■ **Goal**
Starting at the line containing "Thank you for the photo. Could you point to the tree" and ending with the line containing "column 451, row 71", change "mountain range" to "mountain ridge" and reproduce those lines with nothing else altered.

■ **Data**
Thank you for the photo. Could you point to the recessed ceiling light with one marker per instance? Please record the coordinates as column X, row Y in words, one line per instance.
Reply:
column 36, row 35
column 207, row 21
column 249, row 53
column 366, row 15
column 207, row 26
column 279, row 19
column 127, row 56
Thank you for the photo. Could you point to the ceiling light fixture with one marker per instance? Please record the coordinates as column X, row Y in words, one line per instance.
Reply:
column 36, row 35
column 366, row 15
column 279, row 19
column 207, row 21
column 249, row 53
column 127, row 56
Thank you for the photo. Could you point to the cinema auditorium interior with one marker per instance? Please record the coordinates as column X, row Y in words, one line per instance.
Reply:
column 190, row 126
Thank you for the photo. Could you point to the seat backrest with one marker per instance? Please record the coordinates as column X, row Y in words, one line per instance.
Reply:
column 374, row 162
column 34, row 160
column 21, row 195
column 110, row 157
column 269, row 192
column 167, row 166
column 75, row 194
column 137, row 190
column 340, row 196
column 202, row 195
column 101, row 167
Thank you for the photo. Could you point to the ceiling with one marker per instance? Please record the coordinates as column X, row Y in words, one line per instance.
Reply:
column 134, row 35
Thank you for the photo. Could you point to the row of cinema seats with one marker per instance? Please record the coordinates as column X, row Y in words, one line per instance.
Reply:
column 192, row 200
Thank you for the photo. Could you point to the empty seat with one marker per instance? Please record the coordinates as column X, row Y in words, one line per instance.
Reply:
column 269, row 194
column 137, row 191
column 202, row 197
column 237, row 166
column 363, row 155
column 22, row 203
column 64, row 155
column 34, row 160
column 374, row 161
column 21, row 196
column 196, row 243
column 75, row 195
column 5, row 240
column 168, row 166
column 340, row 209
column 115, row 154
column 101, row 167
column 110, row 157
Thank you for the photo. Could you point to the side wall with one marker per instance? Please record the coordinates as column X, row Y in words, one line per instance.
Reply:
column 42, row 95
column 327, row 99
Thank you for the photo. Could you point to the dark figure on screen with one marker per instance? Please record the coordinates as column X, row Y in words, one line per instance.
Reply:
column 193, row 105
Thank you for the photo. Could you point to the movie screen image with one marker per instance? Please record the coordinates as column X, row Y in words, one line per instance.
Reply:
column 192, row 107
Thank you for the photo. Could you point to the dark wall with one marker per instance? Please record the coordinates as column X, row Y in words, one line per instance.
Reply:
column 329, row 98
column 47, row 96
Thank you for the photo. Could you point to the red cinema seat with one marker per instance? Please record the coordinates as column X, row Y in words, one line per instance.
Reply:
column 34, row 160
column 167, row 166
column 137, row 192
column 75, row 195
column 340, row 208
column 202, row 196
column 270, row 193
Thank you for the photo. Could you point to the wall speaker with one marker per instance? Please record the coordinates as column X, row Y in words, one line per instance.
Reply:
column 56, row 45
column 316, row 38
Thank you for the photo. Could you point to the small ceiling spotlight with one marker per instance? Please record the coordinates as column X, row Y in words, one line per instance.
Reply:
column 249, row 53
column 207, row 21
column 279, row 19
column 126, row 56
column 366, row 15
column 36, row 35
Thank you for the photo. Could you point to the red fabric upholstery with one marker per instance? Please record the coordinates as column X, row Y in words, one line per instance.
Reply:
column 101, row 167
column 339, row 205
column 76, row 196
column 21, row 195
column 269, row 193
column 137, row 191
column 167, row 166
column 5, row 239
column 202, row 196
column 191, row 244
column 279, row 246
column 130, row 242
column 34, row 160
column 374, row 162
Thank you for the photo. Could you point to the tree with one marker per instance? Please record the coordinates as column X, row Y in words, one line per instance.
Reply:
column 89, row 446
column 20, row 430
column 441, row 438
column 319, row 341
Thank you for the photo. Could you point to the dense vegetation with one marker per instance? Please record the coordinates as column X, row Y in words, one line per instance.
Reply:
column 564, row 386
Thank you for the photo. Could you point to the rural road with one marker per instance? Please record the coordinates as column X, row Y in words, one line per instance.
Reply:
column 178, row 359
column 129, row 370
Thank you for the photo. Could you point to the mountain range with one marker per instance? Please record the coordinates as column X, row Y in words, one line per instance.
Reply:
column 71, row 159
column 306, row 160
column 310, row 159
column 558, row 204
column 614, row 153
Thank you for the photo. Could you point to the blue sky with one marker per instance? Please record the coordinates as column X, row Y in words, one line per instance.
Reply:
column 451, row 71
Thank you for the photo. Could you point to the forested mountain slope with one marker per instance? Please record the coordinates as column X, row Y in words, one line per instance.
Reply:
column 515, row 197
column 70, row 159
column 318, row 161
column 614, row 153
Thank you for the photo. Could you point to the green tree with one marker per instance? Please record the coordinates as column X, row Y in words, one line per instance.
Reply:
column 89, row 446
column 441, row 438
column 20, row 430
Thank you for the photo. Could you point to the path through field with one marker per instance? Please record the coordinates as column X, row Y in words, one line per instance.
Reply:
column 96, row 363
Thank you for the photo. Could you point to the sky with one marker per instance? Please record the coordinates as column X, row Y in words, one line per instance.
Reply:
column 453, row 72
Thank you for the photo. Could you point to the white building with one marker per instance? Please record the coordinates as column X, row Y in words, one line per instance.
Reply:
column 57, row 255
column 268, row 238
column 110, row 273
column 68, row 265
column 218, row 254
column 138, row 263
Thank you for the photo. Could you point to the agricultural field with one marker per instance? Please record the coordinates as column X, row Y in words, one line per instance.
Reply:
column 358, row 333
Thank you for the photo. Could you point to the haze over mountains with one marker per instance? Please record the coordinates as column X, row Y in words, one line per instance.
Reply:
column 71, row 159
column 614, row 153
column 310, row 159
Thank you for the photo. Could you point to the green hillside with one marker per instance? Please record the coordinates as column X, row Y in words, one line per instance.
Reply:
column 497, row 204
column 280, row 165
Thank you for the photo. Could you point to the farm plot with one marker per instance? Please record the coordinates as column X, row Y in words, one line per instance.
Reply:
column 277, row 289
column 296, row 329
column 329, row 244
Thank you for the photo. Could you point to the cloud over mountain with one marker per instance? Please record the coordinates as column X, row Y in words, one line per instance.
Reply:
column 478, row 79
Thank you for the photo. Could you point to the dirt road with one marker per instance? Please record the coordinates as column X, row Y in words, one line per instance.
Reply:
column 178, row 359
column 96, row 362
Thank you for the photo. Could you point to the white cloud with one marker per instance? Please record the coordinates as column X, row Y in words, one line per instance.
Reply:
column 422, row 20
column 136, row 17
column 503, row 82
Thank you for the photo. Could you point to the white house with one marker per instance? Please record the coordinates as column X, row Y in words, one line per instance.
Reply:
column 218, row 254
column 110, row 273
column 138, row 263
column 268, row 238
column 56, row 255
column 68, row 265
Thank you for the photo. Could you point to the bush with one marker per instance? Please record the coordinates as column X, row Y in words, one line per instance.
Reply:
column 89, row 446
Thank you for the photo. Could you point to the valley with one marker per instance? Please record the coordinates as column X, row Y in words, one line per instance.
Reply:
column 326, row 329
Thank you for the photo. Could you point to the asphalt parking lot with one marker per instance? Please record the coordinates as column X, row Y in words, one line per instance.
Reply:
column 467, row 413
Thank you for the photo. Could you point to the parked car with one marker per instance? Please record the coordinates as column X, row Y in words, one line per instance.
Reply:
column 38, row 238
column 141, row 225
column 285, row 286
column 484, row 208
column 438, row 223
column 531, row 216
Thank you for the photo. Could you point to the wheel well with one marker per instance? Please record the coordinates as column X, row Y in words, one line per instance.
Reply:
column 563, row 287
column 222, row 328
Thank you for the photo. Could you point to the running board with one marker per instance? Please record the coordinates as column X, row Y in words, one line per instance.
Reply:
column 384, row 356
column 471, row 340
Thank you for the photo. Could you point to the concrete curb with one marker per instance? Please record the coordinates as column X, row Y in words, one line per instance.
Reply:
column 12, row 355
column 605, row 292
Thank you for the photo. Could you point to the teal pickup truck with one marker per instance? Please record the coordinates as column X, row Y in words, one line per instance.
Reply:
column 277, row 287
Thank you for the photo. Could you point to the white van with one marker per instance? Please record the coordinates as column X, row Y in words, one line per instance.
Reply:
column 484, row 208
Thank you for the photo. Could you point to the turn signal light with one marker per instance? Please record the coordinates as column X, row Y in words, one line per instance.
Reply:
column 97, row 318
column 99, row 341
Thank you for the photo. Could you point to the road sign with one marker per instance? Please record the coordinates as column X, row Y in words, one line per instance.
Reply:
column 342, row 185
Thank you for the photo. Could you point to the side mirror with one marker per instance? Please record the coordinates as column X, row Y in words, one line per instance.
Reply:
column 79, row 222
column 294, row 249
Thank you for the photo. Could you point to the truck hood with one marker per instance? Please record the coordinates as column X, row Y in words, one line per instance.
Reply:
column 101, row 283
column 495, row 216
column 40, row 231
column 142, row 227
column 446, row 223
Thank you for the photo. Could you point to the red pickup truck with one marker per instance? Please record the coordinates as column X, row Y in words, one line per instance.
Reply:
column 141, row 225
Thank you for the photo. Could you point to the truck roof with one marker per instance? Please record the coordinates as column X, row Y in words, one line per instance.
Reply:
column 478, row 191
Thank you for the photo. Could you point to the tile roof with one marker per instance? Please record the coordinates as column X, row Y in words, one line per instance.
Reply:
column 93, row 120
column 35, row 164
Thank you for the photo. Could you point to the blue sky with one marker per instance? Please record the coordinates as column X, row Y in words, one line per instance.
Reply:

■ **Solution to the problem**
Thank you for the photo. Could you point to the tree with one marker per instance? Please record the coordinates as column X, row Y in words, one line per instance.
Reply:
column 89, row 446
column 20, row 430
column 441, row 438
column 319, row 341
Thank you for the photo. Could you point to the dense vegetation with one marker per instance? Please record the coordinates as column X, row Y in words, one line per instance.
Reply:
column 564, row 386
Thank you for the photo. Could you point to the rural road with one marker per instance? Please record the coordinates as column X, row Y in words, one line per instance.
Reply:
column 178, row 359
column 129, row 370
Thank you for the photo. Could you point to the mountain ridge with one marker per instance? Please record the coordinates as column X, row Y in words, one line per instance.
Reply:
column 71, row 159
column 306, row 160
column 310, row 159
column 558, row 204
column 614, row 153
Thank you for the photo. Could you point to the blue sky with one marker per instance? Please record the coordinates as column X, row Y in words, one line per instance.
Reply:
column 451, row 71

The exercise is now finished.